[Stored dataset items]
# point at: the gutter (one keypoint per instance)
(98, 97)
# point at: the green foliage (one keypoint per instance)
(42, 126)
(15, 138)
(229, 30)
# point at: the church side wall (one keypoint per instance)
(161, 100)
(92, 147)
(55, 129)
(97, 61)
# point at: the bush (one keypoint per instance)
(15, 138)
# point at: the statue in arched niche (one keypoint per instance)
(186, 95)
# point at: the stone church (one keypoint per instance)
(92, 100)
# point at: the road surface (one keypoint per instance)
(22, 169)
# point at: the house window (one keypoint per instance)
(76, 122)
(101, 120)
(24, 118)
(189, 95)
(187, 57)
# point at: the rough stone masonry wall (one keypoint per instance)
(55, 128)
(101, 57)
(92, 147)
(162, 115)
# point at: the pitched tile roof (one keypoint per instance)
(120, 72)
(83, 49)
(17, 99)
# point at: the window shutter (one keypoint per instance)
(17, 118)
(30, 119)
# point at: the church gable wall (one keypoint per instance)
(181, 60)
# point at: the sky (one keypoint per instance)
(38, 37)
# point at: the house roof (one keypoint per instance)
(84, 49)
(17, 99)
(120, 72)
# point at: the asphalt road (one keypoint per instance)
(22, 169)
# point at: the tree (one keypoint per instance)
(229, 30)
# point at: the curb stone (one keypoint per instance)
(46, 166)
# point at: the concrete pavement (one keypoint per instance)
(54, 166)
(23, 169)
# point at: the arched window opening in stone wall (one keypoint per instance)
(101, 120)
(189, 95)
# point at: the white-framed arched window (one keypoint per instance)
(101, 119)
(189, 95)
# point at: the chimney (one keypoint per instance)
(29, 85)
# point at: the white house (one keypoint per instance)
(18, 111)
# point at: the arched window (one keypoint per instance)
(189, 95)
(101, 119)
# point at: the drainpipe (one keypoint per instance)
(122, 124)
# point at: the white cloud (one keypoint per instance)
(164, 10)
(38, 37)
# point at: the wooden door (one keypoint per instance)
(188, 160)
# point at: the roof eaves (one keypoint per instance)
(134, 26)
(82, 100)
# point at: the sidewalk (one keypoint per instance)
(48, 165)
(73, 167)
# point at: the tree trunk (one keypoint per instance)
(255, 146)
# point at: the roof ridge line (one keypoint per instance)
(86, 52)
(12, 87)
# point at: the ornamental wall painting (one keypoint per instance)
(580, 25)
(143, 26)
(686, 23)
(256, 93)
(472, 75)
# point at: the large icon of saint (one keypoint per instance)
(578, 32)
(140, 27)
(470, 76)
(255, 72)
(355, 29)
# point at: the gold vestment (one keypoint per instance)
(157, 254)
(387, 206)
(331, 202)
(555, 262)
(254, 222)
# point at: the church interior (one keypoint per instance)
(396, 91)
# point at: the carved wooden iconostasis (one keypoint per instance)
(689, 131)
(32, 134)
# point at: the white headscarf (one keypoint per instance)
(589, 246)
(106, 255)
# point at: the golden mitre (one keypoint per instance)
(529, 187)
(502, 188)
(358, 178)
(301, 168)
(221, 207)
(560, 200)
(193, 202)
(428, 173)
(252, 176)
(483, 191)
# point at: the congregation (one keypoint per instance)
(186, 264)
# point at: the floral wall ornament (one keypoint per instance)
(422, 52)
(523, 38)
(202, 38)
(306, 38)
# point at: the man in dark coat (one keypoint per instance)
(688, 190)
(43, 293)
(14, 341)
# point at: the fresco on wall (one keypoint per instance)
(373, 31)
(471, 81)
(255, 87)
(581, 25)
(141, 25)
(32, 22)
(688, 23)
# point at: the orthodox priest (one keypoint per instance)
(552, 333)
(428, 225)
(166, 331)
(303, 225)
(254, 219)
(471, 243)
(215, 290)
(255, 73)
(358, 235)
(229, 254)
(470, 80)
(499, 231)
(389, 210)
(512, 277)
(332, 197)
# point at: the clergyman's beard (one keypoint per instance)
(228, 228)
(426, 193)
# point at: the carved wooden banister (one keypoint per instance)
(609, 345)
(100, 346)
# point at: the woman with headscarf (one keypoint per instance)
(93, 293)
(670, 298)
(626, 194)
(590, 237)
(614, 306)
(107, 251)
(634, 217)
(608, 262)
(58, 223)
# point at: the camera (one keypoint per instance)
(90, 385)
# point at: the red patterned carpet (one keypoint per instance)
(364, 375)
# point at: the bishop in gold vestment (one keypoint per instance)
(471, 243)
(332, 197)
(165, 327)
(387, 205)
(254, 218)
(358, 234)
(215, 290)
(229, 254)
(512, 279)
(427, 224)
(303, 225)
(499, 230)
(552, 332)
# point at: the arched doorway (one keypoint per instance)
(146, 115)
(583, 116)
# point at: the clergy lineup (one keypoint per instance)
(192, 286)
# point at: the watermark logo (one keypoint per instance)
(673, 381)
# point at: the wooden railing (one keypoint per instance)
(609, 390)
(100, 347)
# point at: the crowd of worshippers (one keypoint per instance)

#### WORK TO BE COMPLETED
Copy all the records above exactly, missing none.

#### THE SOLUTION
# point at: the gutter (one keypoint per instance)
(98, 97)
# point at: the green foliage (one keypoint per instance)
(42, 126)
(15, 138)
(229, 30)
# point at: the church side wall (one keypoint per instance)
(161, 100)
(92, 147)
(55, 129)
(97, 61)
# point at: the bush (one keypoint per instance)
(15, 138)
# point at: the statue in arched niche (one keypoint per instance)
(186, 95)
# point at: the stone church (one keypoint per instance)
(92, 100)
# point at: the road surface (one keypoint per instance)
(22, 169)
# point at: the house window (one keypoint per instance)
(76, 122)
(101, 120)
(24, 118)
(189, 95)
(187, 57)
# point at: the rough stone masonry wall (one keypoint per instance)
(55, 128)
(101, 57)
(92, 147)
(162, 115)
# point at: the pitched tile roof (one keypoint per instance)
(120, 72)
(83, 49)
(17, 99)
# point at: the window shutter (one keypoint per instance)
(17, 118)
(30, 119)
# point at: the church gable wall (one keypoint per instance)
(181, 60)
# point at: the sky (one keypoint per instance)
(38, 37)
# point at: the house roof (one keypoint per instance)
(84, 49)
(17, 99)
(120, 72)
# point at: the asphalt road (one keypoint per instance)
(22, 169)
# point at: the tree (one keypoint per instance)
(229, 30)
# point at: the curb stone (one keypoint per instance)
(46, 166)
# point at: the concrete pavement (one keypoint per instance)
(54, 166)
(23, 169)
# point at: the arched window opening in stone wall (one keypoint per instance)
(101, 120)
(189, 95)
# point at: the white-framed arched window (one keypoint per instance)
(101, 119)
(189, 95)
# point at: the chimney (one keypoint per instance)
(29, 85)
# point at: the white house (one keypoint per instance)
(18, 111)
# point at: the arched window (one keypoint per instance)
(189, 95)
(101, 119)
# point at: the drainpipe (one keypoint per instance)
(122, 124)
# point at: the white cloud (one keypoint per instance)
(164, 10)
(38, 37)
# point at: the wooden door (one keypoint per instance)
(188, 160)
# point at: the roof eaves (one keypoint per instance)
(134, 26)
(82, 100)
# point at: the sidewalk (one keypoint per instance)
(48, 165)
(73, 167)
# point at: the tree trunk (one keypoint per instance)
(255, 146)
# point at: the roof ridge line (one keypoint per instance)
(86, 52)
(12, 87)
# point at: the ornamental wall painting (one keypoint per instance)
(580, 25)
(143, 26)
(686, 23)
(256, 93)
(472, 75)
# point at: the large icon of saint (one keypoint per instance)
(578, 32)
(140, 27)
(470, 76)
(255, 72)
(355, 29)
# point at: the gold vestment (one keypoint per instance)
(157, 254)
(387, 206)
(331, 202)
(555, 262)
(254, 222)
# point at: the church interior (one keypoint per instance)
(396, 91)
# point at: the carved wooden iconostasis (one keypoint per instance)
(689, 131)
(32, 134)
# point at: the white headscarf (one keypoint per instance)
(589, 246)
(106, 255)
# point at: the golden mitre (one keypoint per instance)
(529, 187)
(502, 188)
(358, 178)
(301, 168)
(221, 207)
(560, 200)
(193, 202)
(428, 173)
(252, 176)
(483, 191)
# point at: the congregation (one keypoint per instance)
(186, 264)
# point at: the floral wall ornament (one keypoint per instance)
(422, 52)
(523, 38)
(202, 38)
(306, 38)
# point at: the man in dark coat (one keypoint per instance)
(688, 190)
(43, 293)
(14, 341)
# point at: the fresco on wall (one keypoint per instance)
(373, 31)
(471, 81)
(255, 87)
(581, 25)
(141, 25)
(32, 22)
(688, 23)
# point at: the orthodox priest (one keypoint per instance)
(552, 333)
(428, 225)
(166, 331)
(303, 225)
(254, 219)
(471, 243)
(215, 290)
(255, 73)
(358, 235)
(229, 254)
(470, 80)
(499, 231)
(389, 210)
(512, 277)
(332, 197)
# point at: the clergyman's beard (one keypoint per instance)
(228, 228)
(426, 193)
# point at: the carved wooden banister (one keypoint per instance)
(609, 345)
(100, 346)
# point at: the woman with headscarf (one keypoint per instance)
(93, 293)
(670, 298)
(626, 194)
(590, 237)
(614, 306)
(107, 251)
(634, 217)
(608, 262)
(58, 223)
# point at: the camera (one keypoint per instance)
(90, 385)
# point at: the red patterned carpet (one keypoint per instance)
(364, 375)
# point at: the bishop in gold vestment (one keypoint per instance)
(471, 243)
(332, 197)
(165, 327)
(387, 205)
(254, 218)
(358, 234)
(215, 290)
(229, 254)
(512, 279)
(427, 224)
(303, 225)
(499, 230)
(552, 332)
# point at: the arched doorway (one keypoint per instance)
(146, 115)
(583, 116)
# point at: the clergy lineup (one keypoint per instance)
(192, 286)
# point at: the watermark logo (one keypoint per instance)
(673, 381)
# point at: the wooden railing (one keypoint per instance)
(609, 390)
(100, 347)
# point at: the crowd of worshippers (one keypoint per instance)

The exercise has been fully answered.